BRIEF 1 »
Which sources of income does the welfare program passage list for the client survey data, leaving out the tax credits it excludes?
BRIEF 2 »
Edit the welfare program passage: write out everything from "In the second" down to "control group members).", replacing "combined income" with "total income" wherever it occurs.

DOCUMENT PASSAGE »
---

In the second year of follow­up, the program moved a small portion of program group members out of poverty (measured using combined income, as defined above).  Twenty­one percent of program group members had a combined income at or above the federal poverty level compared to 17 percent of control group members.  However, the program also moved a small portion of program group members below 50 percent of the poverty level (33 percent of program group members had a combined income below 50 percent of the poverty level compared to 31 percent of control group members).

Program group/control group differences in combined income grew larger over time and first achieved statistical significance at the end of two years; in the last quarter of follow­up, program group members’ average combined income from earnings, AFDC, and Food Stamps totaled $2,051, $80 higher than the average combined income for control group members.  The analysis also draws on client survey data that include a much wider range of sources for estimating income, including regular or odd jobs, AFDC, Food Stamps, Supplemental Security Income, unemployment insurance, and child support (not including Earned Income Tax Credit [EITC] receipt or other tax credits available to low­income families in Oregon).  These data show that average individual and household income in the last month of follow­up was higher for program group members than for control group members, although the increases are not statistically significant.  Similar impacts were found when average EITC receipt and out­of­pocket child care payments were included to estimate total net individual and household income.

The increase in income measured at the end of the two years suggests that program group income may be higher than control group income in the third year of follow­up.  Three­year findings for the early cohort offer additional evidence:  for the early cohort, the impact on combined income from earnings, AFDC, and Food Stamps (calculated using administrative records) in the third year of follow­up ($369) surpassed that of the second year ($215 and not statistically significant).

F.  Impacts on Total Health Insurance Coverage

  • The program’s success in moving large numbers of people off welfare and into the labor market may have had an unintended negative consequence:  although the program increased the proportion of people with employer­provided health insurance at the end of the two­year follow­up period, some people who left AFDC (and automatic Medicaid coverage) for work did not find alternative sources of health insurance.  Overall, program group members and their children incurred a small, not statistically significant, reduction in health insurance coverage.

At random assignment, all program and control group members had health care coverage because they were receiving AFDC and thus were automatically covered under Medicaid.  Two years after program entry, coverage rates had decreased as some people had left welfare and did not replace their Medicaid coverage with coverage from employers or other sources.  At the end of the follow­up period, 81 percent of program group members and their children had health care coverage from some source compared to 86 percent of control group members and their children.  This 5 percentage point difference is not statistically significant, but is just beyond the statistical significance benchmark applied to the other impacts in this report.

The decrease was generated by those who left AFDC (and automatic Medicaid coverage) for work.  As mentioned above, the program increased the proportion of people with employer­provided health coverage, but some people in the program group moved into jobs that did not provide health insurance.  Some received coverage from another source, such as Transitional Medicaid or the Oregon Health Plan (the statewide initiative that offers health care coverage for low­income families).  However, some people found jobs that did not provide health insurance and did not obtain alternative coverage.

---

INFORMATION »
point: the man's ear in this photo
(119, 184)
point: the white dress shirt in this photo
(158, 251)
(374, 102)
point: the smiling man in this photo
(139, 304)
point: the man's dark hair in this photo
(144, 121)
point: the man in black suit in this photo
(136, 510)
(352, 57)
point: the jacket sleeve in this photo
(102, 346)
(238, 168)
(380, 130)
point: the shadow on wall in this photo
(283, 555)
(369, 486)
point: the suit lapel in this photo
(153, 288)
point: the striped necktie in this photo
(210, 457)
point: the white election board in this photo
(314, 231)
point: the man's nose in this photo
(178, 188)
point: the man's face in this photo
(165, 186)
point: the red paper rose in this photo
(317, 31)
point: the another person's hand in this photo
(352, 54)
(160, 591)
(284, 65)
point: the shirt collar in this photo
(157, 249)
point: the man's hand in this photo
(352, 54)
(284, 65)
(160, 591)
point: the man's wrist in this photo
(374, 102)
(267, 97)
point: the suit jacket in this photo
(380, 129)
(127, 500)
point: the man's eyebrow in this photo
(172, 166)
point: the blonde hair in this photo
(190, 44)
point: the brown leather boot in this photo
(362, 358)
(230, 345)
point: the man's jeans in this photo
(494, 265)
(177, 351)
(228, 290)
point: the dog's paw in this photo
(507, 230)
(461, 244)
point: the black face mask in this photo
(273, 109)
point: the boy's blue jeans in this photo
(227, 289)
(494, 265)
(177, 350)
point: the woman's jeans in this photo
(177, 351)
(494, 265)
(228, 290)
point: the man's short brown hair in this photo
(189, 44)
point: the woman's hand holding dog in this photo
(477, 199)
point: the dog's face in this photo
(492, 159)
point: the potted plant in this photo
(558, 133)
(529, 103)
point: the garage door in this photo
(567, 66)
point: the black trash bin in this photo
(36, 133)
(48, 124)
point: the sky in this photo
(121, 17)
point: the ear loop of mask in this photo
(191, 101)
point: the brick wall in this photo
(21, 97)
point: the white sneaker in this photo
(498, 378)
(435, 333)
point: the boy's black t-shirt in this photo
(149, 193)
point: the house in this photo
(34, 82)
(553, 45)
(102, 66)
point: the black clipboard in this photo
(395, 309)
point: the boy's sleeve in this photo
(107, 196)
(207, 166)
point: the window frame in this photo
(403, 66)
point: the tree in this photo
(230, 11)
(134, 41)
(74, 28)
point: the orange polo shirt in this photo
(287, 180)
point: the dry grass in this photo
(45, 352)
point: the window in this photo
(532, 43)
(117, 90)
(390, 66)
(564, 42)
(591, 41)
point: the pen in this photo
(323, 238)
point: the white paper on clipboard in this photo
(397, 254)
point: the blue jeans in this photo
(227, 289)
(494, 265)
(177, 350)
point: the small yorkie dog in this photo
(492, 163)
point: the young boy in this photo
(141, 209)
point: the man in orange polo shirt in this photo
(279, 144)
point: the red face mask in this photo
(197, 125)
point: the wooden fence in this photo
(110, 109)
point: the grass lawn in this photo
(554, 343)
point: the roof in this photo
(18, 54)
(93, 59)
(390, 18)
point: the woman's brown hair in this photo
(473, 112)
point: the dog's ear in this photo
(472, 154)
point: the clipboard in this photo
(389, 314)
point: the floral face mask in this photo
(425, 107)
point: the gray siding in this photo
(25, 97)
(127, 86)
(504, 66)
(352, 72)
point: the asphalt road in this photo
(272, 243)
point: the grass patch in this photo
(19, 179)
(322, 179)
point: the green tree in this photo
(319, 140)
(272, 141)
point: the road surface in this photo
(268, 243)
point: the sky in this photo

---

WRITTEN RESPONSE 1 »
- regular or odd jobs
- AFDC
- Food Stamps
- Supplemental Security Income
- unemployment insurance
- child support

WRITTEN RESPONSE 2 »
In the second year of follow­up, the program moved a small portion of program group members out of poverty (measured using total income, as defined above).  Twenty­one percent of program group members had a total income at or above the federal poverty level compared to 17 percent of control group members.  However, the program also moved a small portion of program group members below 50 percent of the poverty level (33 percent of program group members had a total income below 50 percent of the poverty level compared to 31 percent of control group members).